[Document passage]
******
Domain specific dialect?

carterschonwald · on Oct 27, 2013

The GHC C-- is a subset of the full Norman Ramsey C--

gdonelli · on Oct 27, 2013

"As of May 2004, only the Pentium back end is as expressive as a C compiler. The Alpha and Mips back ends can run hello, world. We are working on back ends for PowerPC (Mac OS X), ARM, and IA-64. Let us know what other platforms you are interested in."

jliptzin · on Oct 27, 2013

I own the cminusminus.com domain. Was planning on using it for a blog, mainly to post horrible c/c++ code snippets I come across. If anyone wants it, let me know.

jloughry · on Oct 28, 2013

In case anyone [else] is wondering, RFC 1035 disallows domain names starting or ending with "-", so there is no registering C--.com, alas:

    <label> ::= <letter> [ [ <ldh-str> ] <let-dig> ]

    <ldh-str> ::= <let-dig-hyp> | <let-dig-hyp> <ldh-str>

    <let-dig-hyp> ::= <let-dig> | "-"

    <let-dig> ::= <letter> | <digit>

    <letter> ::= any one of the 52 alphabetic characters A
      through Z in upper case and a through z in lower case

    <digit> ::= any one of the ten digits 0 through 9

carterschonwald · on Oct 28, 2013

Hello! Very very cool.

I'm involved in GHC dev (and thus incidentally c-- dev as it exists in GHC). And i may be spending a lot of time helping improve ghc's code gen over the coming year (which is essentially the most widely used c-- compiler on the planet per se)

your remark intrigues me!

jliptzin · on Oct 28, 2013

Email me joshliptzin at gmail dot com

secoif · on Oct 27, 2013

According to this infographic, a C-- was the influence for JavaScript.

http://www.georgehernandez.com/h/xComputers/Programming/Medi...

If this has any truth (perhaps a different c--?) I'd like to know which one is being referred to.

masklinn · on Oct 27, 2013

> perhaps a different c--?

Yes, the graph talks about http://sourceforge.net/projects/cmmscript/ not the C-- used in/extracted from GHC.

There's at least one other C-- used in the OCaml compiler.

saljam · on Oct 27, 2013

That's almost certainly a different one. It's described as a scripting language and that it appeared in 92. This C-- only came around 97...

It's quite an obvious name, I'd expect there to be many more called C--!

brent_noorda · on Oct 28, 2013

That must me the Cmm we did in the early 90s. That engine became the basis for (probably) most JavaScript uses up until 10 years ago. I wrote too much about it here: http://www.brent-noorda.com/nombas/history/HistoryOfNombas.h...

etherealG · on Oct 27, 2013

it mentions c-- as a scripting language, i'd guess they're different things.
******
[Data entries]

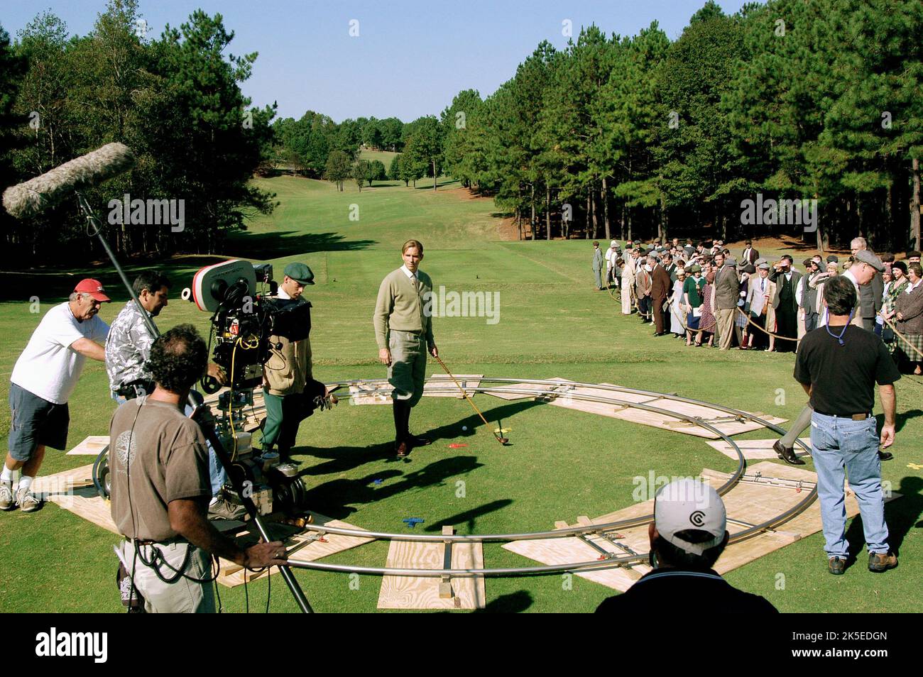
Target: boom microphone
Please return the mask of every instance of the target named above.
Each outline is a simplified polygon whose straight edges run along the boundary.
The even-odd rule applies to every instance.
[[[3,193],[3,206],[16,219],[35,216],[66,199],[75,191],[91,188],[127,172],[134,165],[135,155],[127,146],[106,144],[41,176],[10,186]]]

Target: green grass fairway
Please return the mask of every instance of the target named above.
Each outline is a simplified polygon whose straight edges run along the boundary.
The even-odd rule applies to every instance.
[[[231,238],[222,254],[270,261],[277,279],[290,261],[311,267],[317,285],[306,295],[314,304],[317,378],[330,382],[385,374],[378,363],[372,311],[381,279],[401,265],[401,243],[413,237],[425,244],[421,267],[437,288],[499,293],[496,324],[485,317],[435,319],[440,354],[457,374],[605,381],[787,419],[804,404],[801,387],[792,379],[791,354],[722,353],[686,349],[670,338],[653,338],[647,325],[622,316],[608,294],[593,291],[587,241],[501,241],[501,215],[493,202],[473,199],[449,179],[440,179],[435,192],[432,180],[417,182],[416,189],[386,183],[361,193],[354,184],[339,192],[326,182],[289,176],[257,184],[277,193],[281,206]],[[737,255],[740,248],[732,247]],[[759,248],[771,260],[780,254]],[[174,287],[159,319],[162,330],[180,322],[207,329],[205,314],[179,300],[179,291],[198,267],[216,260],[189,256],[163,264]],[[136,271],[130,267],[129,276]],[[13,364],[42,315],[72,288],[78,279],[72,275],[90,272],[101,277],[118,300],[102,311],[111,321],[126,294],[108,267],[0,274],[7,294],[15,297],[0,303],[6,335],[0,346],[0,397],[6,398]],[[40,297],[41,313],[30,312],[32,295]],[[435,361],[428,370],[441,372]],[[70,401],[71,446],[86,435],[107,432],[114,410],[107,390],[102,365],[88,364]],[[905,376],[897,384],[895,459],[882,466],[884,480],[903,494],[886,508],[891,543],[901,558],[896,570],[869,574],[862,552],[845,576],[831,576],[822,537],[816,534],[731,572],[727,579],[765,596],[784,612],[918,611],[923,472],[908,464],[923,464],[921,395],[919,378]],[[595,517],[631,505],[634,478],[651,471],[695,475],[703,467],[736,467],[703,440],[689,435],[528,400],[509,402],[486,395],[474,399],[488,420],[501,419],[510,430],[509,446],[494,441],[466,402],[451,398],[424,398],[414,410],[414,432],[429,432],[436,441],[415,449],[406,461],[392,458],[389,451],[390,407],[342,403],[306,420],[296,452],[304,461],[312,507],[380,530],[402,531],[402,520],[410,517],[426,520],[417,527],[425,533],[438,533],[442,524],[455,525],[461,533],[548,529],[556,520],[573,522],[579,515]],[[876,412],[881,411],[879,405]],[[6,434],[8,408],[0,412],[0,433]],[[758,432],[741,437],[762,436]],[[468,446],[449,448],[453,442]],[[50,450],[42,473],[91,460]],[[858,552],[860,519],[851,521],[848,535]],[[0,609],[119,612],[115,542],[112,534],[54,505],[33,515],[0,514]],[[387,552],[387,542],[376,542],[326,561],[383,566]],[[489,567],[534,564],[497,544],[485,546],[485,560]],[[376,576],[361,577],[358,589],[344,575],[299,572],[297,576],[317,611],[376,611],[380,588]],[[579,576],[572,583],[572,589],[565,589],[560,576],[490,578],[488,609],[588,612],[614,594]],[[243,588],[220,592],[224,611],[245,610]],[[251,611],[263,609],[267,592],[265,580],[249,586]],[[280,576],[272,577],[271,610],[296,611]]]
******
[To be done]
(a) In the C-- thread, rewrite the paragraph that begins "As of May 2004" as a short list, keeping its main facts.
(b) According to the C-- thread, which kind of domain names does RFC 1035 disallow?

[Full solutions]
(a)
- As of May 2004, only the Pentium back end is as expressive as a C compiler.
- The Alpha and Mips back ends can run "hello, world."
- Back ends for PowerPC (Mac OS X), ARM, and IA-64 are in progress.
- Readers are invited to name other platforms they are interested in.

(b) Domain names that start or end with "-".